■ Exercise:
Return every one of the lines below word for word, with nothing added or left out.

■ Records supplied:
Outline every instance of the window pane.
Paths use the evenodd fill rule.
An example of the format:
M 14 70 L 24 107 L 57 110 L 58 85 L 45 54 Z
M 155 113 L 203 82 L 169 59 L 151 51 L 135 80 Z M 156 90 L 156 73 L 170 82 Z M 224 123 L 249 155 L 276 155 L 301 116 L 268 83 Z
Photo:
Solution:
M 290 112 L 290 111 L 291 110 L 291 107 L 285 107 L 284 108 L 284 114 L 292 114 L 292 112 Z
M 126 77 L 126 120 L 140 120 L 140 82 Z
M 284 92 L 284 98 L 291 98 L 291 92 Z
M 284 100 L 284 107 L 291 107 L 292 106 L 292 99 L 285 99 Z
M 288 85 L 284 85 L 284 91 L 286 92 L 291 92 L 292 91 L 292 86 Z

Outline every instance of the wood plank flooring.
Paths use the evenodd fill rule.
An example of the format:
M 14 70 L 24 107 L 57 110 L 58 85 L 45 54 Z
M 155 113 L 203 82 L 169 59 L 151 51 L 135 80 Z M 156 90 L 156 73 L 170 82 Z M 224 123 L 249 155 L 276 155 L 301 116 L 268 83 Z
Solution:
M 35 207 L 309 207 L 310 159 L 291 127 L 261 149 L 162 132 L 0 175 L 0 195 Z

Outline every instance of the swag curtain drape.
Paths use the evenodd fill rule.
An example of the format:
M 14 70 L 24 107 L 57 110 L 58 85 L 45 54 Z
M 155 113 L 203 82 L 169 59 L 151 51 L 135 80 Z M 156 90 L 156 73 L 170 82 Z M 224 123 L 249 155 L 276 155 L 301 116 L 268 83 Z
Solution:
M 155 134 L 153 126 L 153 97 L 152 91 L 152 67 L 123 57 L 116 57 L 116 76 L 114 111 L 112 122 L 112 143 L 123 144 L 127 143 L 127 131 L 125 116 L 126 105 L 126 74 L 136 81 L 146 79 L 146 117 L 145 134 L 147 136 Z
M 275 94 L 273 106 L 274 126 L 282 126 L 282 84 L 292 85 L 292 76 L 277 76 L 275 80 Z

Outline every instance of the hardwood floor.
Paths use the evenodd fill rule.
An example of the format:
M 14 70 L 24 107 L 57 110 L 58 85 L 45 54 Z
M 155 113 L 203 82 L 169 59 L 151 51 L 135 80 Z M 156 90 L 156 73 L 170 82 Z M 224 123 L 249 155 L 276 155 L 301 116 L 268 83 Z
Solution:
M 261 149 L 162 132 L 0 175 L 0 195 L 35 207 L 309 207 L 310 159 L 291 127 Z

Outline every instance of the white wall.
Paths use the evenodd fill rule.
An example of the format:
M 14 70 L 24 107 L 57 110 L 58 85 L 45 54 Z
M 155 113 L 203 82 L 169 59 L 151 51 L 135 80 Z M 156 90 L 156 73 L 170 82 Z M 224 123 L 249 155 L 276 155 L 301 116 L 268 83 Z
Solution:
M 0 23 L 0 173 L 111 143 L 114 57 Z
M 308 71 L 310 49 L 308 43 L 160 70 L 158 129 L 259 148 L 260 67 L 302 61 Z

■ Solution:
Outline every instance of the window pane.
Paths use the evenodd fill rule.
An example of the format:
M 14 70 L 24 107 L 57 110 L 58 85 L 45 54 Z
M 155 113 L 203 82 L 169 59 L 151 51 L 135 80 Z M 156 90 L 156 73 L 170 82 Z M 224 123 L 249 155 L 276 155 L 301 116 L 268 83 Z
Photo:
Solution:
M 290 112 L 290 111 L 291 110 L 291 107 L 285 107 L 284 108 L 284 114 L 292 114 L 292 112 Z
M 126 77 L 126 120 L 140 120 L 140 82 Z
M 284 92 L 284 98 L 291 98 L 291 92 Z
M 284 100 L 284 107 L 291 107 L 292 106 L 292 99 L 285 99 Z
M 288 85 L 284 85 L 284 91 L 286 92 L 291 92 L 292 91 L 292 86 Z

Outline every instance of the wood plank flooring.
Paths use the evenodd fill rule.
An example of the format:
M 14 70 L 24 107 L 57 110 L 58 85 L 45 54 Z
M 155 113 L 203 82 L 169 59 L 151 51 L 135 80 Z M 156 90 L 156 73 L 170 82 Z M 224 123 L 249 155 L 276 155 L 301 116 L 268 83 Z
Solution:
M 35 207 L 309 207 L 310 159 L 291 127 L 261 149 L 162 132 L 0 175 L 0 195 Z

Outline every instance of the swag curtain drape.
Paths use the evenodd fill rule.
An example of the format:
M 14 70 L 24 107 L 57 110 L 58 85 L 45 54 Z
M 155 113 L 203 82 L 169 59 L 151 51 L 135 80 Z M 156 90 L 156 73 L 170 82 Z M 224 123 L 249 155 L 276 155 L 301 116 L 268 83 Z
Solution:
M 155 134 L 153 126 L 153 97 L 152 91 L 152 67 L 123 57 L 116 57 L 116 76 L 114 111 L 112 122 L 112 143 L 123 144 L 127 143 L 127 131 L 125 116 L 126 105 L 126 74 L 136 81 L 146 79 L 146 117 L 145 134 L 147 136 Z
M 275 94 L 273 106 L 274 126 L 282 126 L 282 84 L 292 85 L 292 76 L 277 76 L 275 80 Z

Outline every instance of the hardwood floor.
Paths use the evenodd fill rule.
An example of the format:
M 14 70 L 24 107 L 57 110 L 58 85 L 45 54 Z
M 155 113 L 203 82 L 169 59 L 151 51 L 135 80 Z M 156 90 L 156 73 L 170 82 Z M 224 123 L 249 155 L 276 155 L 301 116 L 268 83 Z
Solution:
M 261 149 L 162 132 L 0 175 L 0 195 L 35 207 L 309 207 L 310 159 L 291 127 Z

Outline every instance of the white wall.
Paths use the evenodd fill rule.
An example of the format:
M 14 70 L 24 107 L 57 110 L 58 85 L 45 54 Z
M 155 113 L 203 82 L 169 59 L 151 51 L 135 80 Z M 156 90 L 156 73 L 170 82 Z M 224 123 L 249 155 L 276 155 L 301 116 L 268 83 Z
Solution:
M 0 23 L 0 173 L 111 143 L 114 57 Z
M 308 71 L 310 49 L 308 43 L 160 70 L 158 129 L 259 148 L 260 67 L 302 61 Z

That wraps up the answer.